Try it —
Search the material for "order" and show all lines that contain it.

Material provided —

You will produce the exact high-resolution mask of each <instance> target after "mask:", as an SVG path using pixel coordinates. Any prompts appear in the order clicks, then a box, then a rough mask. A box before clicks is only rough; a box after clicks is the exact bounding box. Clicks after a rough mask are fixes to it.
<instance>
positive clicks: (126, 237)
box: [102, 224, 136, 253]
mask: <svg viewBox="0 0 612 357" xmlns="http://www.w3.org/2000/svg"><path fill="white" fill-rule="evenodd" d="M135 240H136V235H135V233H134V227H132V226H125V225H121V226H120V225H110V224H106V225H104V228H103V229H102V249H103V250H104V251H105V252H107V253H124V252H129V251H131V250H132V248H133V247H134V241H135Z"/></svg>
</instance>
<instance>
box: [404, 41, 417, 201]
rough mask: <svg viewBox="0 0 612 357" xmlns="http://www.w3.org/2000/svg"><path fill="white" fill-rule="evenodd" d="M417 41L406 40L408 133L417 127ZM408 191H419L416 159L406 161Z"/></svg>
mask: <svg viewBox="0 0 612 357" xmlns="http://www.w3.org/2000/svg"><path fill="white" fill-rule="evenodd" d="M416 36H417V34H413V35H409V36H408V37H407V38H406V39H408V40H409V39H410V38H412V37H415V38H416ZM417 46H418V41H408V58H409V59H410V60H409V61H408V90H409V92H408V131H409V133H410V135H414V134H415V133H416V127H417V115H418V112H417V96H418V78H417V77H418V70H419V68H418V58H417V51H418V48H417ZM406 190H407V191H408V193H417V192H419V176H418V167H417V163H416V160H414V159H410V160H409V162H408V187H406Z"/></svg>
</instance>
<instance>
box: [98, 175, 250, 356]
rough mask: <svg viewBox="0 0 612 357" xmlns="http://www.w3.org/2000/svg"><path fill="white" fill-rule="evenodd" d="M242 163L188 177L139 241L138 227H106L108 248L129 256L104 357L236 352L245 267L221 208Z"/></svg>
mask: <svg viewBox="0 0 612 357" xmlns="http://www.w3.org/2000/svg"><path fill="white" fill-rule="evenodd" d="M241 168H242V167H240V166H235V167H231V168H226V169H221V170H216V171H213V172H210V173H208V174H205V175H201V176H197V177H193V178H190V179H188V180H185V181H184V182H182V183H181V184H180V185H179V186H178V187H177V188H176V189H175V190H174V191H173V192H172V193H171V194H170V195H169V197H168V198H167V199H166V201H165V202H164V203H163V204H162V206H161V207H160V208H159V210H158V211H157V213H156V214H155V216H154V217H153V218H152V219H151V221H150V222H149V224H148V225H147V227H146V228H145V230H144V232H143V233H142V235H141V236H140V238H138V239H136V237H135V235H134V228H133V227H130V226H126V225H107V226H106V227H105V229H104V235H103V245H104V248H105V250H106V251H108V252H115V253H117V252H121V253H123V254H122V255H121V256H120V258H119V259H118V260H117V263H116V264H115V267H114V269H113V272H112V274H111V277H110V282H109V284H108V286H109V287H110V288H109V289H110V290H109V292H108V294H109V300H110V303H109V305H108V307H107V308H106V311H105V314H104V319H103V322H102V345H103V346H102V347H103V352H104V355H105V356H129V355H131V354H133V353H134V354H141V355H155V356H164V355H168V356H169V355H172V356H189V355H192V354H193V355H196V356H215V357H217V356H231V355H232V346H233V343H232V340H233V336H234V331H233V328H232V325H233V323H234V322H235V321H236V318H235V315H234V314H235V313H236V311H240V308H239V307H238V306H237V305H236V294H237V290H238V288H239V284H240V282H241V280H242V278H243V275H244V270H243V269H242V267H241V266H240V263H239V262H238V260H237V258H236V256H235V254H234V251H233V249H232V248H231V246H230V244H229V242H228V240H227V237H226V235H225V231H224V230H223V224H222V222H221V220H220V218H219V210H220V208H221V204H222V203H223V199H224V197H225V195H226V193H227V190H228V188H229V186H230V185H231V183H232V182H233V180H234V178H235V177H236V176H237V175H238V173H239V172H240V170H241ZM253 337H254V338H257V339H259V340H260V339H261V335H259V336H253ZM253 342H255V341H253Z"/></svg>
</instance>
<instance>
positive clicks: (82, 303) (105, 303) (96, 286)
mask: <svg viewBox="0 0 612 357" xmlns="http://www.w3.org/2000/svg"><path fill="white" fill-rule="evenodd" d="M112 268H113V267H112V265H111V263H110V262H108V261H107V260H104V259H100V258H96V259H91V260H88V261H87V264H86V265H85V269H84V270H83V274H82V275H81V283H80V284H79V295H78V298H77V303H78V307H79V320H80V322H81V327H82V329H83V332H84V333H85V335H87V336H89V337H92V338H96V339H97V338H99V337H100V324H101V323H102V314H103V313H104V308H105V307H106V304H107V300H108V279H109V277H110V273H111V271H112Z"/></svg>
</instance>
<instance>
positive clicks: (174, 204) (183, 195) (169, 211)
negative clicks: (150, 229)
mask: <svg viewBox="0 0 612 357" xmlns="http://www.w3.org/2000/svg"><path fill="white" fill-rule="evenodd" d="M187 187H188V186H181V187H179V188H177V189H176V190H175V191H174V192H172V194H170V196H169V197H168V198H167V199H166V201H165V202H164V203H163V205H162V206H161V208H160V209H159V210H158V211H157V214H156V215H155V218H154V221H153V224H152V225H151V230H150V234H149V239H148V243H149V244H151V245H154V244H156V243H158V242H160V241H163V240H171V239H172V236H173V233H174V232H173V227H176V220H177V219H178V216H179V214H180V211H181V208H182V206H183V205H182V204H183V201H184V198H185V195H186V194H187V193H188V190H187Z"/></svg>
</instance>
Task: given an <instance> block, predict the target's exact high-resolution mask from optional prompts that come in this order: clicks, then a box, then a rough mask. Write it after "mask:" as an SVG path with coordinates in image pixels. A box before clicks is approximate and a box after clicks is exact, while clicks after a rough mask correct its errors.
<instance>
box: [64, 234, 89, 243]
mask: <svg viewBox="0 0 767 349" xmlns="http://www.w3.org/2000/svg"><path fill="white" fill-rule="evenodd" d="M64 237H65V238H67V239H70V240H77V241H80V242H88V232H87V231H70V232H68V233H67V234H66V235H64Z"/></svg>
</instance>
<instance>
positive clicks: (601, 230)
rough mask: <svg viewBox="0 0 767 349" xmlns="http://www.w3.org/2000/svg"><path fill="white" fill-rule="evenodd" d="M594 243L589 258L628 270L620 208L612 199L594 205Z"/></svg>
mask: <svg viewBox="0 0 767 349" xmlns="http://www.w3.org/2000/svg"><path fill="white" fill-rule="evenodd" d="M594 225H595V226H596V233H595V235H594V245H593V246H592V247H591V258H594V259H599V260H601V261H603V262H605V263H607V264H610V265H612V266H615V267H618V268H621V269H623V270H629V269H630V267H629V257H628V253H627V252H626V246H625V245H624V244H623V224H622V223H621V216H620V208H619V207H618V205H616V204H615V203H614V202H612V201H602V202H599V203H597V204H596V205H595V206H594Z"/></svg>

Response box —
You will produce the exact high-resolution mask of each <instance> target after "mask:", as an SVG path using pixel coordinates. Any prompts appear in the order clicks, then a box, then a rough mask. A box before clicks is only rough; a box after clicks is the exact bounding box. Clicks after a rough mask are fixes to it.
Task: given an <instance> block, predict the target's exact high-resolution mask from optional prompts that come in this order: clicks, then a box, then a rough mask. Write it after "mask:" as an SVG path with coordinates in image pixels. A box before clicks is approximate and a box after clicks is exact, while clicks after a rough mask correct its errors.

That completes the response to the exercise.